EXCERPT:

◇ ◇ ◇ ◇

For example, in a library one of my coworkers wrote, object paths were flattened into strings (eg “user.address.city) and then regular expressions and things worked on that. Sometimes user data ended up in the path (eg “cookies.<uuid>”). But then - what happens if the user puts a dot in their cookie? Or a newline? Does the program crash? Are there security implications we aren’t seeing? What do we do if dots are meaningful? Do we filter them out? Error? Escape them (and add a flurry of unit tests?) Are there bugs in the regex if a path segment is an empty string?

It’s a nightmare. Much better to have paths be a list of keys (eg [“cookies”, uuid]). That’s what they represent anyway, and the code will be faster, and this whole class of string parsing bugs disappears.


Oh I totally agree. It's also my gripe with using Unix tools in general and chaining together tools in bash with pipes.

Perfect is the enemy of good though, and probably 90% of my code is done properly, and I cut corners where I think it's appropriate - sometimes thats ok, and sometimes in hindsight it's not.


> regexes are easier to understand

Not a statement I ever expected to see.


Same, I mean they are tricky to get a handle of but seemingly logical once you gain familiarity, until you have a use case that does not fit into a previously encountered pattern, and then it's back to the drawing board. But I guess, it's easier then reading the manual but what do I know


I’ve never seen this approach. I imagine I’m just not working in a domain that touches on problems “solved” this way. Any popular examples to point to?

◇ ◇ ◇ ◇

TASKS AND EXERCISES:
1. Transcribe the forum thread from "Not a statement" to "to point to?".
2. According to the forum thread, what should paths be instead of flattened strings?

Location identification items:
◇ ◇ ◇ ◇

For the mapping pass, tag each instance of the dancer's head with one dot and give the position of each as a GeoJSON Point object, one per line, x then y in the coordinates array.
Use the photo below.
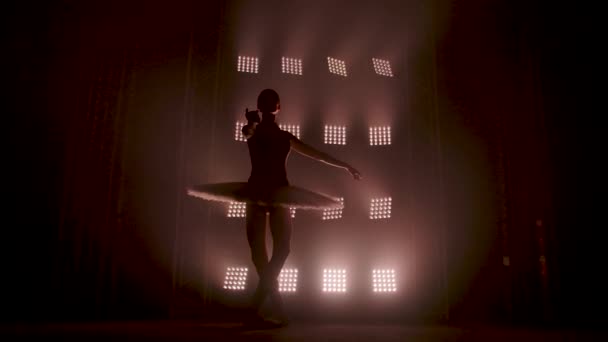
{"type": "Point", "coordinates": [269, 102]}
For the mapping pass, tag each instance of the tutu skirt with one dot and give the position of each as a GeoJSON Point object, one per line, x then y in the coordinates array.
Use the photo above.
{"type": "Point", "coordinates": [284, 196]}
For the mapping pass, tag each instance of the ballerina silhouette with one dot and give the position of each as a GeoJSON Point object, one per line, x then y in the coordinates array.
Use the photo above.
{"type": "Point", "coordinates": [268, 193]}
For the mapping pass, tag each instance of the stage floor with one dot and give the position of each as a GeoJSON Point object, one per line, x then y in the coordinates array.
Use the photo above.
{"type": "Point", "coordinates": [176, 331]}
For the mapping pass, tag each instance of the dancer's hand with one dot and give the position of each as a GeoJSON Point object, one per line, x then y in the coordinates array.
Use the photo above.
{"type": "Point", "coordinates": [356, 174]}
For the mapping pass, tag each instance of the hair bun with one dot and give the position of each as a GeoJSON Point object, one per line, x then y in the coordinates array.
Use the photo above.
{"type": "Point", "coordinates": [252, 116]}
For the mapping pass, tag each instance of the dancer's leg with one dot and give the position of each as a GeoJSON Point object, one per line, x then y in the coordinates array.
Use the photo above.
{"type": "Point", "coordinates": [280, 228]}
{"type": "Point", "coordinates": [256, 236]}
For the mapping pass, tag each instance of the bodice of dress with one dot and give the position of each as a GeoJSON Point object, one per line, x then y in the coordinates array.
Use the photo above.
{"type": "Point", "coordinates": [268, 150]}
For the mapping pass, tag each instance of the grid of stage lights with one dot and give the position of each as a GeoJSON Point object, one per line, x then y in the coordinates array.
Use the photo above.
{"type": "Point", "coordinates": [236, 278]}
{"type": "Point", "coordinates": [380, 208]}
{"type": "Point", "coordinates": [248, 64]}
{"type": "Point", "coordinates": [336, 66]}
{"type": "Point", "coordinates": [380, 135]}
{"type": "Point", "coordinates": [236, 209]}
{"type": "Point", "coordinates": [333, 214]}
{"type": "Point", "coordinates": [238, 131]}
{"type": "Point", "coordinates": [384, 280]}
{"type": "Point", "coordinates": [291, 66]}
{"type": "Point", "coordinates": [335, 135]}
{"type": "Point", "coordinates": [334, 280]}
{"type": "Point", "coordinates": [382, 67]}
{"type": "Point", "coordinates": [288, 280]}
{"type": "Point", "coordinates": [293, 129]}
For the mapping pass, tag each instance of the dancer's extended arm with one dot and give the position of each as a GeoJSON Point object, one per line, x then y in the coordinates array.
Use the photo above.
{"type": "Point", "coordinates": [311, 152]}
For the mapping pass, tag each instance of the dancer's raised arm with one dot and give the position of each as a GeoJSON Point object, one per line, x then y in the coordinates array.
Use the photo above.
{"type": "Point", "coordinates": [309, 151]}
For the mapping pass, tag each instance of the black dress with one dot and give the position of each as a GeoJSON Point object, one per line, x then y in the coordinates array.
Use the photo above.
{"type": "Point", "coordinates": [269, 148]}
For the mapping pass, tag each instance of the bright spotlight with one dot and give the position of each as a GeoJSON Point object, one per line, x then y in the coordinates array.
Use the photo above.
{"type": "Point", "coordinates": [293, 129]}
{"type": "Point", "coordinates": [236, 209]}
{"type": "Point", "coordinates": [248, 64]}
{"type": "Point", "coordinates": [238, 131]}
{"type": "Point", "coordinates": [333, 214]}
{"type": "Point", "coordinates": [236, 278]}
{"type": "Point", "coordinates": [334, 280]}
{"type": "Point", "coordinates": [336, 66]}
{"type": "Point", "coordinates": [384, 280]}
{"type": "Point", "coordinates": [288, 280]}
{"type": "Point", "coordinates": [380, 208]}
{"type": "Point", "coordinates": [380, 135]}
{"type": "Point", "coordinates": [335, 135]}
{"type": "Point", "coordinates": [382, 67]}
{"type": "Point", "coordinates": [291, 66]}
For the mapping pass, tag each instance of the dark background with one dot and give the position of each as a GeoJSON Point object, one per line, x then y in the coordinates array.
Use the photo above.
{"type": "Point", "coordinates": [73, 221]}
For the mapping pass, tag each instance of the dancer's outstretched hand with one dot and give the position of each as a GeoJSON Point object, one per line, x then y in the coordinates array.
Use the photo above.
{"type": "Point", "coordinates": [356, 174]}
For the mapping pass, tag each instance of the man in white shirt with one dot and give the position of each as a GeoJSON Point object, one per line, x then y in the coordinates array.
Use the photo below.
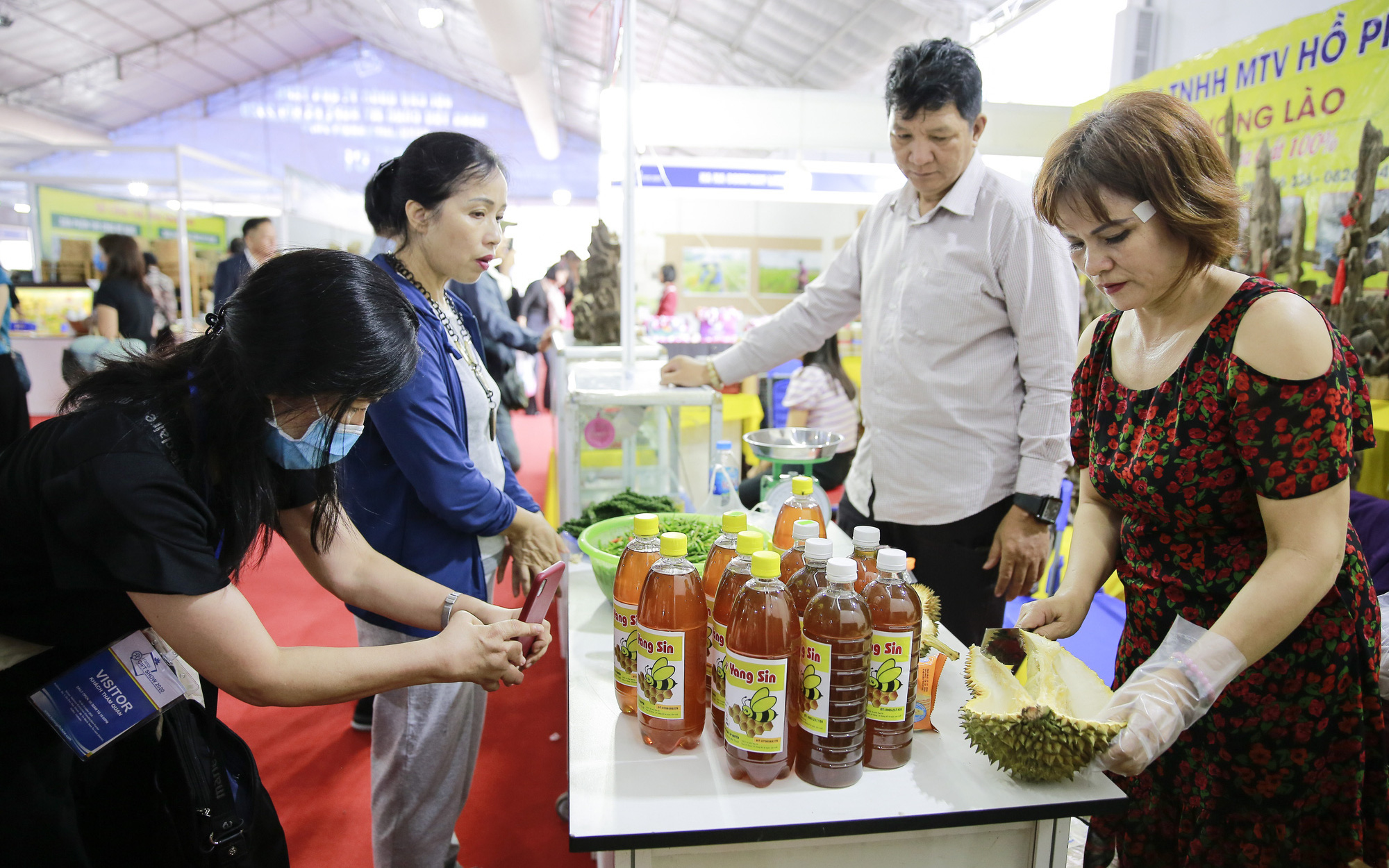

◇ ◇ ◇ ◇

FINAL RESULTS:
1.
Not a statement I ever expected to see.


Same, I mean they are tricky to get a handle of but seemingly logical once you gain familiarity, until you have a use case that does not fit into a previously encountered pattern, and then it's back to the drawing board. But I guess, it's easier then reading the manual but what do I know


I’ve never seen this approach. I imagine I’m just not working in a domain that touches on problems “solved” this way. Any popular examples to point to?

2. A list of keys, such as [“cookies”, uuid].